- _Task directions_: Copy all of the material below word for word, leaving any pictures out of your reply.

═══ Provided data

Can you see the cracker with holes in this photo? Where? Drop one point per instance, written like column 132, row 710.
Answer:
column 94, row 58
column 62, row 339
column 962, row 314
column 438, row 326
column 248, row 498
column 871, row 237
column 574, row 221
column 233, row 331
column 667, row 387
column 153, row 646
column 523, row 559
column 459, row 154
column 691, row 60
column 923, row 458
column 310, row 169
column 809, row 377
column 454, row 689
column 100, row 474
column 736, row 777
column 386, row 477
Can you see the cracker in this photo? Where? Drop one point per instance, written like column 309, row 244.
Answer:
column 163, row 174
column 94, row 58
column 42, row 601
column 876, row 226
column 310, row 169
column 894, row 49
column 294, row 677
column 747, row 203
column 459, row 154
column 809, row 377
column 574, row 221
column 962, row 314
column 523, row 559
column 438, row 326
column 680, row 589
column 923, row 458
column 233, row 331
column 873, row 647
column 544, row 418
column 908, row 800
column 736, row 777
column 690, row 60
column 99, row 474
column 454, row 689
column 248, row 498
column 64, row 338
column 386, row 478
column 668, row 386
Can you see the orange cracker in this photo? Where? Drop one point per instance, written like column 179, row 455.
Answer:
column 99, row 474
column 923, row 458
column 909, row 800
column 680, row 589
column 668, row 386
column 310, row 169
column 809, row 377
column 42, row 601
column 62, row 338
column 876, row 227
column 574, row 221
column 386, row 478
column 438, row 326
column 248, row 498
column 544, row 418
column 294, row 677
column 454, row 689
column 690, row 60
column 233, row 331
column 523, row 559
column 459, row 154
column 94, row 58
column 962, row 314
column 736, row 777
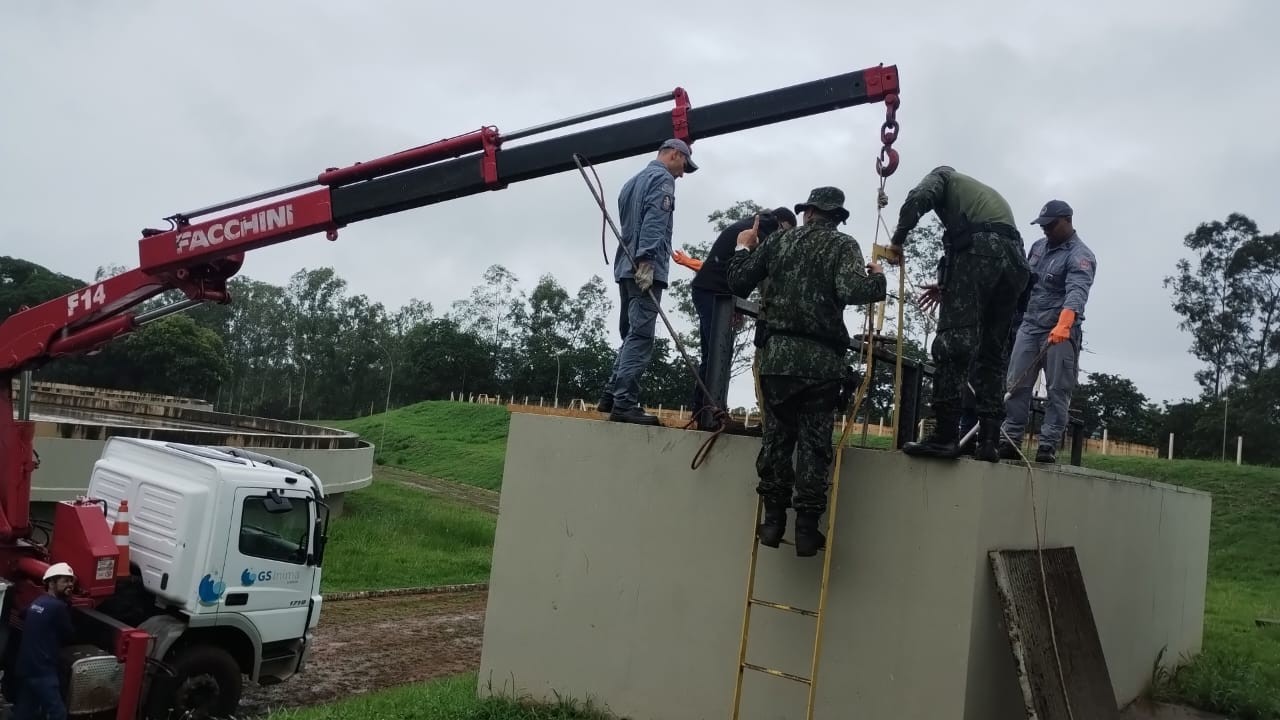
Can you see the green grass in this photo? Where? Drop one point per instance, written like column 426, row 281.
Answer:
column 1238, row 669
column 452, row 698
column 456, row 441
column 391, row 536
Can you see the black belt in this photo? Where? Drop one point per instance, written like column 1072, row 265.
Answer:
column 835, row 345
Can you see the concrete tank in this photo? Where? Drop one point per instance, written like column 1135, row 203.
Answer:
column 73, row 423
column 620, row 574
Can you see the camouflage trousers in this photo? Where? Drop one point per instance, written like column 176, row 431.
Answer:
column 979, row 301
column 799, row 418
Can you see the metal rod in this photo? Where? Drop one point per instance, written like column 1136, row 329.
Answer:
column 167, row 310
column 263, row 195
column 24, row 396
column 590, row 115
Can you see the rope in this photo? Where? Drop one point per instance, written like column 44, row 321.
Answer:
column 1040, row 557
column 718, row 414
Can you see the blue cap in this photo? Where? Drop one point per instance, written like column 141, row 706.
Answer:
column 676, row 144
column 1052, row 210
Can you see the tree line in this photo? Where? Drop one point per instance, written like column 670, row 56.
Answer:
column 312, row 350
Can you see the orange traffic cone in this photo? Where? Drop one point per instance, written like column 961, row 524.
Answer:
column 120, row 531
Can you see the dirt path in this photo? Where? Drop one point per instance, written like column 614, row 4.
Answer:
column 481, row 499
column 375, row 643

══════

- _Exercise answer_:
Can you see the cracker with holes in this photo? Where? Drop one point per instance, written like column 132, row 710.
Answer:
column 94, row 58
column 62, row 339
column 962, row 314
column 438, row 326
column 248, row 498
column 871, row 237
column 574, row 221
column 233, row 331
column 667, row 387
column 153, row 646
column 523, row 559
column 459, row 154
column 691, row 60
column 923, row 458
column 310, row 169
column 809, row 377
column 454, row 689
column 100, row 474
column 736, row 777
column 386, row 477
Can you see the cracker in this photo? Where? Drop one point per instance, written like column 309, row 244.
Answer:
column 163, row 174
column 94, row 58
column 42, row 601
column 876, row 226
column 310, row 169
column 894, row 49
column 294, row 677
column 747, row 203
column 459, row 154
column 809, row 377
column 574, row 221
column 962, row 314
column 523, row 559
column 438, row 326
column 680, row 589
column 923, row 458
column 233, row 331
column 873, row 647
column 544, row 418
column 908, row 800
column 736, row 777
column 690, row 60
column 99, row 474
column 454, row 689
column 248, row 498
column 64, row 338
column 386, row 478
column 668, row 386
Can you see the orange cracker in this photo? Where? Drop one point per instance, written like column 179, row 455.
Answer:
column 99, row 474
column 923, row 458
column 909, row 800
column 680, row 589
column 668, row 386
column 310, row 169
column 809, row 377
column 42, row 601
column 62, row 338
column 876, row 227
column 574, row 221
column 386, row 478
column 438, row 326
column 248, row 498
column 544, row 418
column 294, row 677
column 454, row 689
column 690, row 60
column 233, row 331
column 523, row 559
column 459, row 154
column 94, row 58
column 962, row 314
column 736, row 777
Can you see the green grass in this photo? Where? Drop one point per instance, written like column 426, row 281.
Answer:
column 1238, row 669
column 452, row 698
column 456, row 441
column 391, row 536
Can you see the black belt in this photo? Where? Drop one point per instance, written like column 1072, row 265.
Answer:
column 835, row 345
Can you see the concrete tank in this photo? Where? Drop one point per instance, written like column 1135, row 203.
Answer:
column 73, row 423
column 620, row 574
Can you see the camouflage trousers in this photo? Where? Drop one point per instance, written like column 176, row 431.
Answer:
column 979, row 301
column 799, row 418
Can you see the metal rod in this photo? Where? Drop one point per instance, written like column 1136, row 329.
Answer:
column 167, row 310
column 263, row 195
column 24, row 396
column 590, row 115
Can you see the rope in this photo? Where? Drop one point per instance, written like column 44, row 321.
Answer:
column 1040, row 557
column 718, row 414
Can you see the blue cap in this photo? Where? Drop one point per instance, written like column 141, row 706.
Answer:
column 676, row 144
column 1052, row 210
Can you see the tree line in this photo? Where? Drop one point per instance, written like column 670, row 56.
Answer:
column 312, row 350
Can you see the orange traffic cone in this photo? Where? Drop one point per instance, written like column 961, row 524.
Answer:
column 120, row 531
Can you see the dirt path in this photo? Where? Drop one point per instance, written like column 614, row 4.
Answer:
column 481, row 499
column 375, row 643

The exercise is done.